[EXERCISE BRIEF] Write out the data below in full, unchanged, minus the images.

══ EXERCISE MATERIAL ══

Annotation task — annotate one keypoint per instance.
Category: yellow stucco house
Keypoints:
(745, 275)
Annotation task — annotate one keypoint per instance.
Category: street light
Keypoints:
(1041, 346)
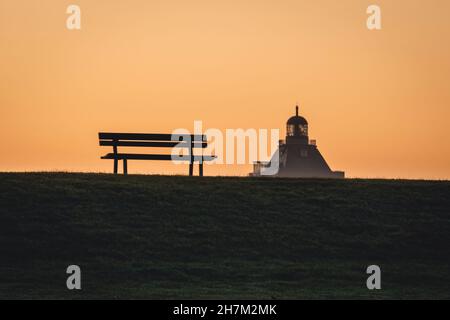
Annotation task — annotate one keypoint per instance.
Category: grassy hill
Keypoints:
(181, 237)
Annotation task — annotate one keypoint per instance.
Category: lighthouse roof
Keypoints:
(297, 120)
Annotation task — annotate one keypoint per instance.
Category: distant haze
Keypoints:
(378, 102)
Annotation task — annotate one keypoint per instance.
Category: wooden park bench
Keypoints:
(156, 140)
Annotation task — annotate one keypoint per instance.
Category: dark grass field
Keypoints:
(165, 237)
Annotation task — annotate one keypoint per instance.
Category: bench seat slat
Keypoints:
(134, 156)
(152, 144)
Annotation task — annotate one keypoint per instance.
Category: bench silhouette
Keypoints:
(156, 140)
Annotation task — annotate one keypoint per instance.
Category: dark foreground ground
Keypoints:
(180, 237)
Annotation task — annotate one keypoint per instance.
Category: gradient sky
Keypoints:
(378, 102)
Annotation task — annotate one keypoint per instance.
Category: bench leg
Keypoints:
(116, 164)
(125, 166)
(191, 169)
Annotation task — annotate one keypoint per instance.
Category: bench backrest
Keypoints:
(160, 140)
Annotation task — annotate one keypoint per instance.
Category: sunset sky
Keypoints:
(378, 102)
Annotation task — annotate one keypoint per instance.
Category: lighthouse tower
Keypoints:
(298, 157)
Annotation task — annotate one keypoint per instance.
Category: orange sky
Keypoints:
(378, 102)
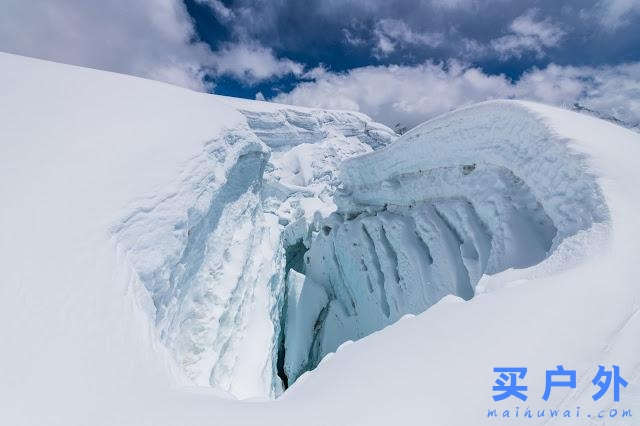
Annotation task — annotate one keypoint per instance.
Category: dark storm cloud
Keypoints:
(345, 34)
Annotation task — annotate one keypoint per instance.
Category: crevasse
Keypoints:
(306, 229)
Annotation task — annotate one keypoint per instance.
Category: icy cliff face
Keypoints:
(306, 229)
(474, 192)
(217, 272)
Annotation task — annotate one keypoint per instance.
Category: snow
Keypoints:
(159, 244)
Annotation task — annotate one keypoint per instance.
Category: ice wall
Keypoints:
(214, 251)
(302, 229)
(473, 192)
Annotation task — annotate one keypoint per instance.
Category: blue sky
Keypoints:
(398, 61)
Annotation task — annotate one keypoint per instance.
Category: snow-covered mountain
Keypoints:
(166, 251)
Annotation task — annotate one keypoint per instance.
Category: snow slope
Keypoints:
(164, 251)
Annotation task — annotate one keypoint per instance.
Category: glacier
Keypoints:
(217, 270)
(168, 253)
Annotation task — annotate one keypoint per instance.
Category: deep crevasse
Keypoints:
(270, 269)
(215, 271)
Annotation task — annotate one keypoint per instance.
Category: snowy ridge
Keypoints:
(474, 192)
(214, 258)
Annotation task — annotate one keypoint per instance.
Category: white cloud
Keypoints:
(221, 11)
(411, 94)
(528, 35)
(389, 32)
(146, 38)
(252, 62)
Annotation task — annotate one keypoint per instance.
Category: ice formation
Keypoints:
(217, 273)
(309, 228)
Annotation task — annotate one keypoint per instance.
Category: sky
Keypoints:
(401, 62)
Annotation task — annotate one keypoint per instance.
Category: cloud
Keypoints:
(528, 35)
(409, 95)
(146, 38)
(221, 11)
(251, 62)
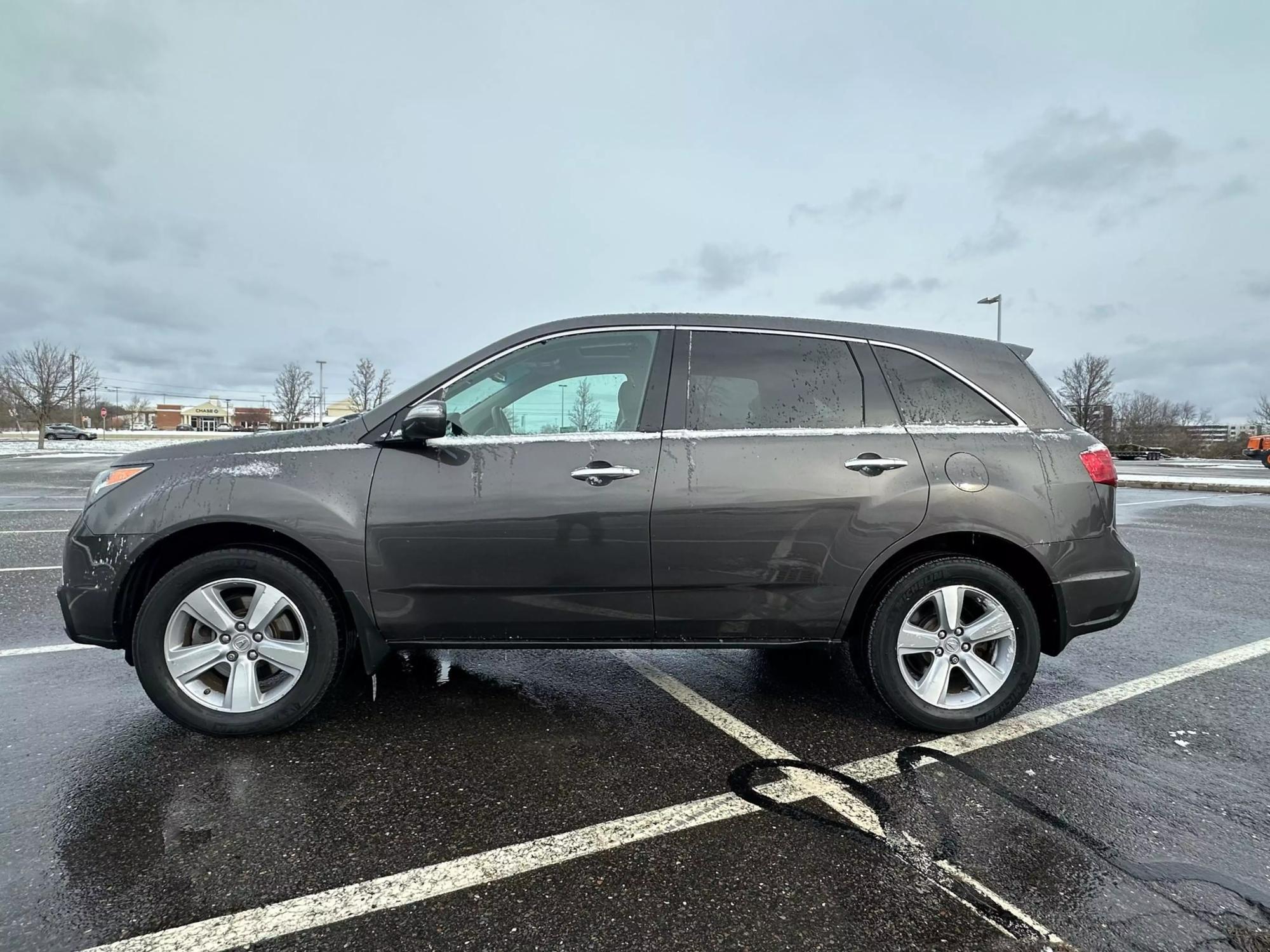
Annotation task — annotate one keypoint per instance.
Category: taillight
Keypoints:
(1100, 465)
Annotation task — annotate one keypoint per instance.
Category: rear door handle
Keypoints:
(874, 465)
(604, 474)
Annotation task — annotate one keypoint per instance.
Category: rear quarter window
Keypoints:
(928, 395)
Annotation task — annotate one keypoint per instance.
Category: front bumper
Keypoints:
(1097, 583)
(93, 567)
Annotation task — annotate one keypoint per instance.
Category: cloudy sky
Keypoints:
(195, 194)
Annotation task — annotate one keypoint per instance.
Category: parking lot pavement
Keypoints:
(623, 800)
(1208, 469)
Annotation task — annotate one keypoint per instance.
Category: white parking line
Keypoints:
(907, 849)
(40, 651)
(335, 906)
(41, 511)
(811, 784)
(1172, 499)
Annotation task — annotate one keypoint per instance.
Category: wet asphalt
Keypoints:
(117, 823)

═══

[ANSWER SPACE]
Annotation task — annotate one keypoint per instance.
Category: yellow stucco house
Keypoints:
(745, 275)
Annotation task — annotate one keypoint per instance.
Category: street light
Keypoints:
(1041, 346)
Annotation task — annotate one keypoint per instance.
Category: grassy hill
Keypoints:
(181, 237)
Annotation task — annotate one keypoint per instance.
Category: lighthouse roof
Keypoints:
(297, 120)
Annotation task — annotate one keypoint per instance.
Category: distant haze
Keypoints:
(378, 102)
Annotation task — annotate one keypoint per instance.
Category: wooden park bench
Keypoints:
(156, 140)
Annotation task — annotate one keypoint per instance.
Category: dark grass field
Keypoints:
(165, 237)
Annotation task — annotate one keypoint per instance.
Category: bench seat slat
Keypoints:
(134, 156)
(152, 144)
Annotation task — annotate one keypoint per instance.
Category: bench silhouette
Keypoints:
(156, 140)
Annotation task — annotate one keypoint per instance.
Category: dark foreground ground
Keypoints:
(180, 237)
Annotation task — annotate one keypoint per instance.
Category: gradient sky
Keypoints:
(378, 102)
Annotation task — annotate one keypoint per instance.
Category: bench leg
Keypoints:
(116, 164)
(125, 166)
(191, 169)
Annotation task — annotate one keypoint per instance.
Category: bench backrest
Keypoints:
(160, 140)
Annotation task — annotate one keypoint per instance.
Category: sunset sky
Keypoints:
(378, 102)
Annotation task — annotate one keypoint per instance.
Category: lighthouse tower
Keypoints:
(298, 157)
Annotation task — annotate one keypoint per instance.
Category: orange sky
Keypoints:
(378, 102)
Annotation task — annotate one keypoint per instance.
Category: dark storm cloud
Keypoints:
(345, 34)
Annotation task — annotate one keypoint per instance.
Category: crevasse
Keypoints:
(306, 229)
Annotation task — annotate one keypoint per instance.
Category: icy cliff face
Keypoints:
(306, 229)
(474, 192)
(217, 272)
Annotation task — annotate one keypoint per instance.
Category: snow
Keypoints:
(159, 244)
Annotation task — annotate one keypoint per instance.
Category: ice wall
Keypoints:
(214, 251)
(302, 229)
(473, 192)
Annotation task — annotate one keypoint per instance.
Category: blue sky
Keypoints:
(398, 61)
Annotation task — annotate one keypoint per instance.
Category: snow-covered mountain
Keypoints:
(166, 251)
Annotation task — annotate one keypoint per instance.
Category: snow slope
Keypoints:
(164, 251)
Annotation task — annotate one keypoint per instance.
Category: glacier
Keypoints:
(217, 270)
(168, 253)
Annotation task — annotate one keypoint per instance.
Category: deep crevasse
Keypoints:
(270, 269)
(215, 271)
Annotation task — annotate one keypoint per instance.
Category: snowy ridge
Keypoints:
(474, 192)
(214, 258)
Annotation task — annotate one keypoint per instance.
Category: white cloud
Keypoints:
(221, 11)
(411, 94)
(528, 35)
(389, 32)
(146, 38)
(252, 62)
Annotation task — annotate one keypoint per instance.
Category: ice formation
Keypoints:
(217, 273)
(309, 228)
Annotation task — annotate one keypoint per instance.
Category: sky
Keypoints:
(401, 62)
Annotation task — annotate one keypoint per instance.
Category: cloud
Keypoints:
(528, 35)
(409, 95)
(146, 38)
(221, 11)
(251, 62)
Annotation task — annotate one keypoint per instance.
Category: taillight
Keypoints:
(1100, 465)
Annotation task — annotate one keypoint per instance.
Category: rear door handle
Keypoints:
(874, 465)
(604, 474)
Annotation task — annotate one keypoint per instance.
Category: rear quarter window
Keypoints:
(928, 395)
Annotation task — annotate one keypoint per instance.
Category: front bumper
Keypoints:
(1097, 583)
(93, 567)
Annotation task — annotate one keypoint per instance.
Category: cloudy sky
Keypoints:
(195, 194)
Annotation task — annotate one keypoint per instance.
Category: parking lot pavement
Keypoints:
(623, 800)
(1208, 469)
Annotation task — annotate one keypoint per instance.
Category: white parking line
Keypoints:
(907, 849)
(40, 651)
(335, 906)
(41, 511)
(811, 784)
(1172, 499)
Annotation task — annotate one keypoint per instance.
Category: wet asphalt
Keypoints:
(117, 823)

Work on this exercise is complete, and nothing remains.